**Tarefa proposta 1**
Segundo o artigo, o que se perde em cada uma das três parábolas de Lucas 15? Liste tudo.

**Artigo**
————————

Achados e perdidos: Experiências

Artigo

26/11/1991

ACHADOS E PERDIDOS: EXPERIÊNCIAS

Nancy Cardoso

Um grupo de mulheres da periferia de São Paulo, jovens da Igreja Presbiteriana Independente e religiosas de todo o Brasil num curso de atualização teológica... os três grupos se encontram com o texto de Lucas 15, em momentos diferentes. Fazem perguntas iguais e diferentes. Constroem respostas parecidas e contraditórias. Entre outras coisas... surge a questão da linguagem exclusiva, da linguagem que exclui a mulher. A partir do texto sobre perdidos e achados, os três grupos reconhecem perdas e se sentem convocados à procura e re-conquista de uma linguagem inclusiva. Falar de Deus a partir da concreticidade de cada grupo, sem controle pelos donos do poder.

As Experiências

1. Um grupo de 19 mulheres da Zona Sul de São Paulo encontra-se com o texto de Lucas 15. Estávamos reunidas numa das salas do Projeto Reconciliação do Menor, da IECLB. Éramos mulheres de diferentes idades e Igrejas (católica, a maioria, metodista e luterana).

Começamos com a leitura do texto e algumas impressões gerais.

O grupo se sentiu animado: as semelhanças entre as três parábolas começam a surgir. Uma ovelha que se perde, e o pastor que procura e encontra. Uma moeda que se perde, e a mulher que procura e acha. Um filho que se perde e o pai que aceita de volta e reencontra o filho. As diferenças também vão aparecendo: duas histórias são comandadas por homens; a história da moeda apresenta somente mulheres.

Relembrando o contexto das parábolas em Lucas, onde Jesus é questionado pelos fariseus por andar na companhia de pecadores... o grupo se pergunta pela resposta de Jesus. Contar histórias. Histórias que mostram a alegria pelo encontro daquilo que estava perdido. Alguém ressalta a preferência e a prioridade.

O pastor largou todas para buscar a ovelha perdida. A mulher fez todo o esforço para encontrar aquela uma que faltava. O pai abre mão de tudo para aceitar o filho perdido de volta... até mesmo causando problemas com o filho mais velho. Não é uma procura qualquer... é uma procura apaixonada de alguma coisa insignificante em termos de número... mas que mobiliza e leva à ação.

As mulheres já estavam ávidas pelas conclusões: Ueus é assim. Ele sempre prefere as coisas pequenas: as crianças, os pobres, os marginalizados.

O grupo se alegra com a descoberta. Esta era a resposta de Jesus aos fariseus: Deus prefere os desprezados. Deus prioriza o pequeno. As mulheres falam de sua realidade de sofrimento e luta. Afirmam a presença de Deus ali, na Vila São José.

————————

**Os dados**

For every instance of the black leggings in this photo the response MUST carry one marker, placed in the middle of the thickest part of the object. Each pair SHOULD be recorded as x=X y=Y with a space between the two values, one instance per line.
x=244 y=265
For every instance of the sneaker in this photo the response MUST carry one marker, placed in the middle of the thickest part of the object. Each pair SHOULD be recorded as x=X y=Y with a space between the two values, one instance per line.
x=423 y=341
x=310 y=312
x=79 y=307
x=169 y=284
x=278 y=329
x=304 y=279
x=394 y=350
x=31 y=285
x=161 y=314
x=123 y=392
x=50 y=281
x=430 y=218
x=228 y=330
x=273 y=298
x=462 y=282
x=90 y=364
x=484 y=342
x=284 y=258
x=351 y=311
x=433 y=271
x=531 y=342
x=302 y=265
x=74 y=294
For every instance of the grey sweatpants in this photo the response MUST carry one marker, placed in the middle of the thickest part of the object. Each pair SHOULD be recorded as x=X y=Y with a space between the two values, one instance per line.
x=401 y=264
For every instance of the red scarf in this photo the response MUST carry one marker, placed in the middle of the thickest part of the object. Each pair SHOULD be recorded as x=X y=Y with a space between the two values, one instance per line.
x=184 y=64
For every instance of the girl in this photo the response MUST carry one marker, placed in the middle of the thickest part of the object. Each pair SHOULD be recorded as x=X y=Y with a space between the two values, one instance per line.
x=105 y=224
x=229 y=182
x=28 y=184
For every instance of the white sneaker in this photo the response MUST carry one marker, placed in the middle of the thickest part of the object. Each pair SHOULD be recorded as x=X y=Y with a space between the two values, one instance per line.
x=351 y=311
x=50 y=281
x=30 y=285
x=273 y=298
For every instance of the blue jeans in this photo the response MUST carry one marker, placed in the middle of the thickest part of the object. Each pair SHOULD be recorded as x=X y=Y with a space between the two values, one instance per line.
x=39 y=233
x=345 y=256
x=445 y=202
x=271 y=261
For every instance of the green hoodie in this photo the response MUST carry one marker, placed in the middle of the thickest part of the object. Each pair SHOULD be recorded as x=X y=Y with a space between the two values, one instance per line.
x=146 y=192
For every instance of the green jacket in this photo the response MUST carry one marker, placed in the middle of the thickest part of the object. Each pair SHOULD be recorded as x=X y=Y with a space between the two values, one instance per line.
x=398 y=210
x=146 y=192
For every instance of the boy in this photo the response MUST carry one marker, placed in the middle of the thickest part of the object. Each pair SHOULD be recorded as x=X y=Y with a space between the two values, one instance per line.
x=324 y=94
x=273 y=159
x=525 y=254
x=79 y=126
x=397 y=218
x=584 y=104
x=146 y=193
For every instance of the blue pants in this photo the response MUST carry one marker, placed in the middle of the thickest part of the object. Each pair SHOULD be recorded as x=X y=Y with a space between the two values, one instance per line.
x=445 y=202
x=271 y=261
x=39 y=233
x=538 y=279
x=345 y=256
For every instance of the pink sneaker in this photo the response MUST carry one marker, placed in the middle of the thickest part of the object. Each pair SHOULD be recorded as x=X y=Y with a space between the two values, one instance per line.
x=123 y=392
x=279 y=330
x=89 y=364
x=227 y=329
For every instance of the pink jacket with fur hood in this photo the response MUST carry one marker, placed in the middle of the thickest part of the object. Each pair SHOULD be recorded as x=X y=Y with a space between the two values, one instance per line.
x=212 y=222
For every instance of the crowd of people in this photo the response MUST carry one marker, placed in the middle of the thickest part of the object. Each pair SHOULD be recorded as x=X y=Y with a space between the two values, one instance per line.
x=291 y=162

————————

**Tarefa proposta 2**
Identifique e copie todas as linhas das entradas que contêm a palavra "pink", levando em conta a diferença entre maiúsculas e minúsculas.

**Resposta esperada 1**
- uma ovelha
- uma moeda
- um filho

**Resposta esperada 2**
For every instance of the pink sneaker in this photo the response MUST carry one marker, placed in the middle of the thickest part of the object. Each pair SHOULD be recorded as x=X y=Y with a space between the two values, one instance per line.
For every instance of the pink jacket with fur hood in this photo the response MUST carry one marker, placed in the middle of the thickest part of the object. Each pair SHOULD be recorded as x=X y=Y with a space between the two values, one instance per line.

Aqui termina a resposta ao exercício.